### What is needed
Filter the entries below, keeping every line that has the word "woman".

[Point localization data]
*** Block opens ***
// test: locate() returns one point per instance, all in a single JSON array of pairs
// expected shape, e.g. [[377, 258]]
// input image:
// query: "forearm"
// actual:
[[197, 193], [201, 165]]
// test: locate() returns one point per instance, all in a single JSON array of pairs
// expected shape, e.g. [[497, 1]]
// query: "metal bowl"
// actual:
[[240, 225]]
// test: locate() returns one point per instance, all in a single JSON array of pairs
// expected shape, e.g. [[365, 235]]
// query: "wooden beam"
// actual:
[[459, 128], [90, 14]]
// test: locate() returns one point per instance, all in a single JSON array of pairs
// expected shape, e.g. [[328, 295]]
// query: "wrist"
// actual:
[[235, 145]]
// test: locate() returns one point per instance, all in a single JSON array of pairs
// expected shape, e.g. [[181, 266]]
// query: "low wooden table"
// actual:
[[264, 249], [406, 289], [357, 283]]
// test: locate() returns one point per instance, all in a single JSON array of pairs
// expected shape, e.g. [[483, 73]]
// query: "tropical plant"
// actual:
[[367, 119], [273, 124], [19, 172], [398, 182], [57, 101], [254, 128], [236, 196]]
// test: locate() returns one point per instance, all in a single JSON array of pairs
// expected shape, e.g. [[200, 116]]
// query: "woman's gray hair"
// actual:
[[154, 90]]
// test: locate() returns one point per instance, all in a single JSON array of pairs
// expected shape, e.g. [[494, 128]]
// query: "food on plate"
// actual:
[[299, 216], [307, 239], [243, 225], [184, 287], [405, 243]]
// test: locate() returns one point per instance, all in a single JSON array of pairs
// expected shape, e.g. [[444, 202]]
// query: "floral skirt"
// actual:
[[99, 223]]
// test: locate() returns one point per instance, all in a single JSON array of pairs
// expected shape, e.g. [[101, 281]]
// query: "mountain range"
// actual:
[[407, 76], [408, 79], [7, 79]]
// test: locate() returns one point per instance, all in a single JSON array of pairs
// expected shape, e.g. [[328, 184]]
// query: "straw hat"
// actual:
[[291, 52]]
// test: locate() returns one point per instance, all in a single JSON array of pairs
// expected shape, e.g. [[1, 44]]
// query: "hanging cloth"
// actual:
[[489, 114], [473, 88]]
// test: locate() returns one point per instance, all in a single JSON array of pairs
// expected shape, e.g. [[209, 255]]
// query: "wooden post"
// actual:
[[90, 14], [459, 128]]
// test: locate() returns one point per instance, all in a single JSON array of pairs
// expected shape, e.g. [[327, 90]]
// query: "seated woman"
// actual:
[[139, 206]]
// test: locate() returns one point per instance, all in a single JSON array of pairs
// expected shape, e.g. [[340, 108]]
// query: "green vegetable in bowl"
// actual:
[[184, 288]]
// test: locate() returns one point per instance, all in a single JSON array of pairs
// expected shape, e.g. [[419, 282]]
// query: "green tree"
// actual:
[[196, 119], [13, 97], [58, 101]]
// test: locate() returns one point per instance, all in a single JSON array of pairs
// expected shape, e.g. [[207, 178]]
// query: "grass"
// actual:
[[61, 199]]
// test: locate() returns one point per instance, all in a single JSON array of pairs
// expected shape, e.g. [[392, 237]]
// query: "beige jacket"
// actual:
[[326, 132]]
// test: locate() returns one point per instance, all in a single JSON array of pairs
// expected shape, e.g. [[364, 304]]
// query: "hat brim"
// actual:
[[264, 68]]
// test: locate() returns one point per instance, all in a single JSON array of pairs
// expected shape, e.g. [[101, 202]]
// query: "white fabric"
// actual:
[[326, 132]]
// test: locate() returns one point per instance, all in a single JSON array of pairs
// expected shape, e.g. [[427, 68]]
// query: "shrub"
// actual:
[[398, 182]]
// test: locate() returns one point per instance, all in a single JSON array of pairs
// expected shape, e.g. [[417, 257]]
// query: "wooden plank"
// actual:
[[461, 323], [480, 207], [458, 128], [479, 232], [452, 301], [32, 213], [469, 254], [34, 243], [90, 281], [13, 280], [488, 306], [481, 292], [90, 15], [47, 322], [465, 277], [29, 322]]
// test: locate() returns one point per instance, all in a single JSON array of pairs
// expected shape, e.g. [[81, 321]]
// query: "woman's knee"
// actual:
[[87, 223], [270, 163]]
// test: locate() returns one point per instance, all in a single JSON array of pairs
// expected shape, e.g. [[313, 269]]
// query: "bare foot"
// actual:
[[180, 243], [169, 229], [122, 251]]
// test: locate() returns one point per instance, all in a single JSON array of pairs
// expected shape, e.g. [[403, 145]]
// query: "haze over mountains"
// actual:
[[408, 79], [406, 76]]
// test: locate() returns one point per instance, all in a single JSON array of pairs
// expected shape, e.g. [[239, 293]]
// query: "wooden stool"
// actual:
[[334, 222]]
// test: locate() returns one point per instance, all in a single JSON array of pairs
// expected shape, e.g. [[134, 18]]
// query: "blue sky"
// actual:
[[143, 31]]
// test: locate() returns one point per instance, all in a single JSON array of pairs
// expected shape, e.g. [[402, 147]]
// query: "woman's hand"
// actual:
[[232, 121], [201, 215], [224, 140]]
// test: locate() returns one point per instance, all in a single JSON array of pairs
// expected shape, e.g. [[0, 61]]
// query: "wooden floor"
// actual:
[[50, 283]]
*** Block closes ***
### Task solution
// query: "woman's gray hair"
// query: "seated woman"
// query: "woman's knee"
// query: "woman's hand"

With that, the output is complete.